THE TASK -> Reproduce exactly, and nothing but, the lines between the one with "[spot] the woman in" and the end of the entries, both ends included.

MATERIAL PROVIDED ->

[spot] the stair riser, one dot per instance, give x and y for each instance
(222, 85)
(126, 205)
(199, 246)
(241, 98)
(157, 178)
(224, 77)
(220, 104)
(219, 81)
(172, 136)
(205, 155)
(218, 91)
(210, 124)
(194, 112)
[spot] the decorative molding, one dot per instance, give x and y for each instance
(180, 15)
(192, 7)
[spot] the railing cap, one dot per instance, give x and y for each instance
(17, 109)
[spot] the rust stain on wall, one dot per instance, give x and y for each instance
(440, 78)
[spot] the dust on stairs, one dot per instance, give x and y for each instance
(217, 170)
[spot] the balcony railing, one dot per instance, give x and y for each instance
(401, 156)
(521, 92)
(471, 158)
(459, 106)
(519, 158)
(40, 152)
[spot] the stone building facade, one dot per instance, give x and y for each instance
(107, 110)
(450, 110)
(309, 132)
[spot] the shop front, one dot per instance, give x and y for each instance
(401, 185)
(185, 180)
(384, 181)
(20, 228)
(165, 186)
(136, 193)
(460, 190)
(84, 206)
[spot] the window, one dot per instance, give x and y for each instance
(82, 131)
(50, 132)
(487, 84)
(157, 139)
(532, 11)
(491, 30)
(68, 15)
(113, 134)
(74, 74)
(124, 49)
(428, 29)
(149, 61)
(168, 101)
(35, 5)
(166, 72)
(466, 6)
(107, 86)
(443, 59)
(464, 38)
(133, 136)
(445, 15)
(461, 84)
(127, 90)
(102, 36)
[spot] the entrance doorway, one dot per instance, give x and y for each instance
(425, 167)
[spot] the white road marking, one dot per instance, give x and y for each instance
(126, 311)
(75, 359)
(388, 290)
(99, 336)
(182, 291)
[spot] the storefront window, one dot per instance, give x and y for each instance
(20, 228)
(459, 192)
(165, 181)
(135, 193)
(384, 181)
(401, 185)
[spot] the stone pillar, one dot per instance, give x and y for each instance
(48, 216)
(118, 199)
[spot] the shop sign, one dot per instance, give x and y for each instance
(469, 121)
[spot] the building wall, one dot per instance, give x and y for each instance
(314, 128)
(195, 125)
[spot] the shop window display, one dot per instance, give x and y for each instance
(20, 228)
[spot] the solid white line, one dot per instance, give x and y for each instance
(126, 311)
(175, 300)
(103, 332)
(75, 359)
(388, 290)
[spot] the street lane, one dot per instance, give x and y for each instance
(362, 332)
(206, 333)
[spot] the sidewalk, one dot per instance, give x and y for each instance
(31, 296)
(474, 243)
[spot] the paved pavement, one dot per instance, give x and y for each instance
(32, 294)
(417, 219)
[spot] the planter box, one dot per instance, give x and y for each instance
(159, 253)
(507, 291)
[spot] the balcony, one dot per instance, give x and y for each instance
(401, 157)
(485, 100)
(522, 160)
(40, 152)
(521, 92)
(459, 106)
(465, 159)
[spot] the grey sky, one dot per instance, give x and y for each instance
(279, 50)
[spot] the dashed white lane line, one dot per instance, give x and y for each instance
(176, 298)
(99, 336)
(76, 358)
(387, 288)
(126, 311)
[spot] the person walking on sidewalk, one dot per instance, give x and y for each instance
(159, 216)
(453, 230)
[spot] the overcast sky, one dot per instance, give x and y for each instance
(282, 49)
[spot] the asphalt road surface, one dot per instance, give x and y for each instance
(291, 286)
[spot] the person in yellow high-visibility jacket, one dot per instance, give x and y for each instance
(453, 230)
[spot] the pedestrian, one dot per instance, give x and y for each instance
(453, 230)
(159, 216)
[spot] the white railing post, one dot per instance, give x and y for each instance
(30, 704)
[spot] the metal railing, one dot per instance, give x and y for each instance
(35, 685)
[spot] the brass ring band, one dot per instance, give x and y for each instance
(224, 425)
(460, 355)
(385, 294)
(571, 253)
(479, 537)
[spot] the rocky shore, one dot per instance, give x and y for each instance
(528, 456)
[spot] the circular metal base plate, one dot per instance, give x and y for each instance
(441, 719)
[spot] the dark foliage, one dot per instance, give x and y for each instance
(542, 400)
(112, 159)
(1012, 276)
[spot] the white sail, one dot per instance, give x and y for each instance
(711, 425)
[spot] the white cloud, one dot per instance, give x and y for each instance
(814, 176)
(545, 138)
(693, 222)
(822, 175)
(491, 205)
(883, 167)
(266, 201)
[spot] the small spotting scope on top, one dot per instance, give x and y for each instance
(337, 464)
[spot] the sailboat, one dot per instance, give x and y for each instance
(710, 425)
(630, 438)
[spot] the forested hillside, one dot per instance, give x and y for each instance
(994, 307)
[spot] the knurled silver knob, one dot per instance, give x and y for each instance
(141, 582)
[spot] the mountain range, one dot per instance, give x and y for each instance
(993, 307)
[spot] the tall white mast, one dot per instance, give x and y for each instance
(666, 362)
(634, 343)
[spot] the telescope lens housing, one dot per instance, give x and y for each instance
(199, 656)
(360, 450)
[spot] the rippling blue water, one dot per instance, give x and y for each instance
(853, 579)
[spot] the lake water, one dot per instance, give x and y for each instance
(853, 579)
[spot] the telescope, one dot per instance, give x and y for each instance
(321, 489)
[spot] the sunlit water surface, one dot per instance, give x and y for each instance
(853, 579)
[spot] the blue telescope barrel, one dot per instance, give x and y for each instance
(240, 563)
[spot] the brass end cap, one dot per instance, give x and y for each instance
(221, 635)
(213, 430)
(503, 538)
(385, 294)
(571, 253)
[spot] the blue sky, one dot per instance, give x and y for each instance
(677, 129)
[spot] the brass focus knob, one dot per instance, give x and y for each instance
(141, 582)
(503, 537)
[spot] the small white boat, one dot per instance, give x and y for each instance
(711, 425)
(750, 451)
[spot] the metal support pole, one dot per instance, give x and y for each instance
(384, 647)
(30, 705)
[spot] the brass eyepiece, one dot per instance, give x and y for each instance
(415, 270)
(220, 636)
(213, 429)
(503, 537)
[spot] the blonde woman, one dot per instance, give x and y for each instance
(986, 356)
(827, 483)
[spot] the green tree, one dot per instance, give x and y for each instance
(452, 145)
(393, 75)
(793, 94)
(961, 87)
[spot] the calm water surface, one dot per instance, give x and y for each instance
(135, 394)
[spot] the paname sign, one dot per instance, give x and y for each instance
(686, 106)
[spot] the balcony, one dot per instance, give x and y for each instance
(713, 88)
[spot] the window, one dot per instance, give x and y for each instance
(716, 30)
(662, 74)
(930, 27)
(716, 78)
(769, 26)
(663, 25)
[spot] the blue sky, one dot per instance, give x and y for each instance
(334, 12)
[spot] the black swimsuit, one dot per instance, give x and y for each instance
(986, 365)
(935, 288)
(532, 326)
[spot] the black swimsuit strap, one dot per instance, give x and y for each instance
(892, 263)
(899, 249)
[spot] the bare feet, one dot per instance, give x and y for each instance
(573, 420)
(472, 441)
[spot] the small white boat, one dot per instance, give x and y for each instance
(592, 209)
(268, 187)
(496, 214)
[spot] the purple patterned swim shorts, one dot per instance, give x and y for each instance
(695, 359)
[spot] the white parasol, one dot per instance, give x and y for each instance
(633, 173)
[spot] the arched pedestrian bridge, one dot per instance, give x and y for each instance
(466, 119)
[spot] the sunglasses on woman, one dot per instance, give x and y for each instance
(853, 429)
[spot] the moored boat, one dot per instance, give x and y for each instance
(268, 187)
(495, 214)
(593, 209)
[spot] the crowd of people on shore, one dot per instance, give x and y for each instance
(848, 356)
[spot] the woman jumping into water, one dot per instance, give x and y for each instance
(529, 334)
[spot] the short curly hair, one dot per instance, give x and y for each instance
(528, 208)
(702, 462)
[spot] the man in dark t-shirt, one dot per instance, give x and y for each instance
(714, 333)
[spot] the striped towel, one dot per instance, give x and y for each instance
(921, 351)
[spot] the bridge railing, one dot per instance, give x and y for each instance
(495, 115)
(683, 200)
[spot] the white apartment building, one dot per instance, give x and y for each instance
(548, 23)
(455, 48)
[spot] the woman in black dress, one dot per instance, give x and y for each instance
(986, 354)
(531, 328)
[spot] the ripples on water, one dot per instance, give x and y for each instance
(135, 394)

EXPECTED ANSWER ->
[spot] the woman in black dress, one dot per instance, give x and y for each instance
(986, 354)
(531, 328)
[spot] the ripples on water, one dot per instance, give x and y for each instance
(135, 394)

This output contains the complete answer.